Work order ▸ Within the records below, find each line with the word "pole" and copy it out.
===== Data extract =====
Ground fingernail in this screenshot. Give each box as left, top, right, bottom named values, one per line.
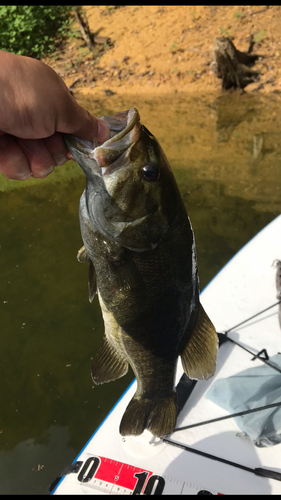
left=19, top=172, right=33, bottom=180
left=0, top=135, right=8, bottom=149
left=53, top=155, right=68, bottom=166
left=36, top=166, right=54, bottom=179
left=66, top=151, right=76, bottom=161
left=97, top=119, right=110, bottom=144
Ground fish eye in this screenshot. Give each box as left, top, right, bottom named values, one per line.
left=142, top=164, right=160, bottom=182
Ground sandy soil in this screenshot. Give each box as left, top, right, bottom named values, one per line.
left=43, top=5, right=281, bottom=98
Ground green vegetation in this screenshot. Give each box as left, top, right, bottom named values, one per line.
left=190, top=10, right=198, bottom=22
left=169, top=43, right=177, bottom=52
left=0, top=5, right=75, bottom=59
left=233, top=11, right=243, bottom=18
left=219, top=26, right=230, bottom=37
left=254, top=30, right=265, bottom=43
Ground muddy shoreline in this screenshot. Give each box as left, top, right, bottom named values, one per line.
left=43, top=6, right=281, bottom=98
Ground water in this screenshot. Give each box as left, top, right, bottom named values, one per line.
left=0, top=92, right=280, bottom=494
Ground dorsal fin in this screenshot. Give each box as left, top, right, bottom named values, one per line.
left=180, top=303, right=218, bottom=380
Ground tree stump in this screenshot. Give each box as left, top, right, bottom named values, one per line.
left=212, top=37, right=262, bottom=91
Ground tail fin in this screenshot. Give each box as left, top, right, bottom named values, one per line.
left=119, top=392, right=177, bottom=438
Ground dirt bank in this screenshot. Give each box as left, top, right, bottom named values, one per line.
left=43, top=5, right=281, bottom=98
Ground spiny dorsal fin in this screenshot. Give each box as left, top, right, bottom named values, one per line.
left=180, top=303, right=218, bottom=380
left=91, top=337, right=128, bottom=385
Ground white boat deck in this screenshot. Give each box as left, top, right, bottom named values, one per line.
left=52, top=215, right=281, bottom=495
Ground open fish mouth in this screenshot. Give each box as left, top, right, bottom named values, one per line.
left=64, top=107, right=141, bottom=177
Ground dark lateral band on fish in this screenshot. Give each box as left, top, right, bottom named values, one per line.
left=63, top=107, right=218, bottom=438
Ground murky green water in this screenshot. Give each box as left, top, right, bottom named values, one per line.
left=0, top=92, right=280, bottom=494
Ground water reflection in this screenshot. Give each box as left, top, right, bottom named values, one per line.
left=0, top=91, right=280, bottom=493
left=0, top=426, right=76, bottom=494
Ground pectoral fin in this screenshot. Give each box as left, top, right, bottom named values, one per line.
left=91, top=337, right=128, bottom=384
left=180, top=303, right=218, bottom=380
left=77, top=245, right=88, bottom=263
left=77, top=245, right=97, bottom=302
left=111, top=257, right=145, bottom=295
left=88, top=260, right=97, bottom=303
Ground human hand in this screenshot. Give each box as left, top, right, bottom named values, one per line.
left=0, top=50, right=110, bottom=180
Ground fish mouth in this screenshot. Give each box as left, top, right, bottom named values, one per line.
left=64, top=107, right=141, bottom=177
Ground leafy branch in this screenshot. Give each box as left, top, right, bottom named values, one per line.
left=0, top=6, right=75, bottom=58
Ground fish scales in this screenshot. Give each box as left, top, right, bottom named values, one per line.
left=64, top=108, right=218, bottom=438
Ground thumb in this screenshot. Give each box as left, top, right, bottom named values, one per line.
left=70, top=107, right=111, bottom=145
left=57, top=93, right=110, bottom=145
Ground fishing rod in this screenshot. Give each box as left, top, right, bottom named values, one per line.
left=218, top=299, right=281, bottom=373
left=175, top=297, right=281, bottom=417
left=219, top=334, right=281, bottom=374
left=224, top=299, right=281, bottom=334
left=170, top=300, right=281, bottom=482
left=173, top=401, right=281, bottom=433
left=162, top=437, right=281, bottom=482
left=175, top=300, right=281, bottom=424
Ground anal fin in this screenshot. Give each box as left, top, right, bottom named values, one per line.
left=180, top=303, right=218, bottom=380
left=91, top=337, right=128, bottom=385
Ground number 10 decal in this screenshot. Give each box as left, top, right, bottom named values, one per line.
left=76, top=456, right=165, bottom=494
left=133, top=471, right=165, bottom=495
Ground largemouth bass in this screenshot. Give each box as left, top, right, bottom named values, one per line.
left=64, top=108, right=218, bottom=438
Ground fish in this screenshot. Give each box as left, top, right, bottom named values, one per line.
left=63, top=107, right=218, bottom=438
left=273, top=259, right=281, bottom=329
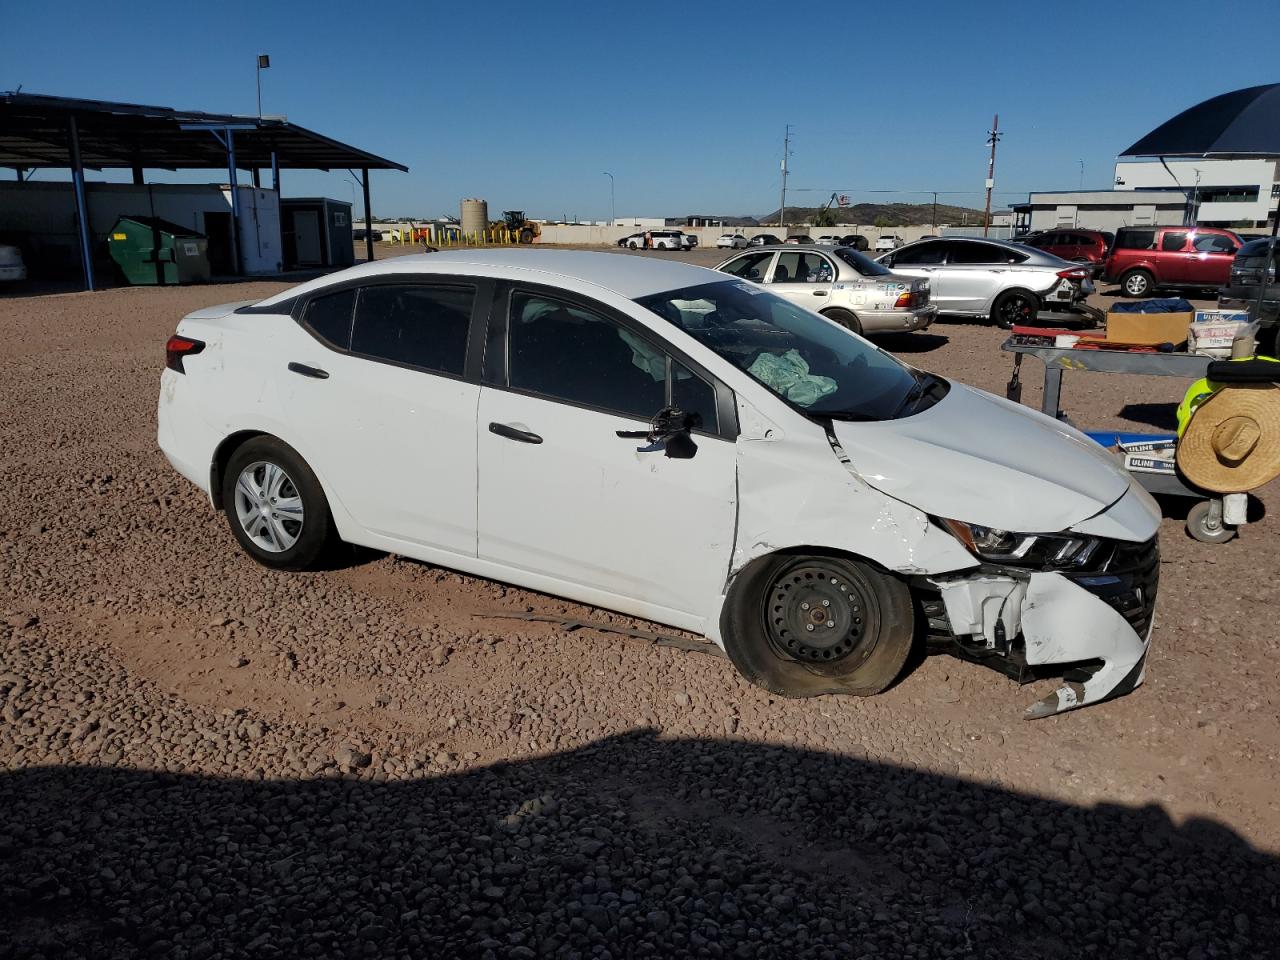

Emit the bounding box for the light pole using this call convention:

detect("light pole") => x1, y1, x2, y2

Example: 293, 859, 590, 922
=====
Written answer ▸
Emit the bounding box for the light pole using this call convention:
detect("light pole") => x1, y1, x2, y2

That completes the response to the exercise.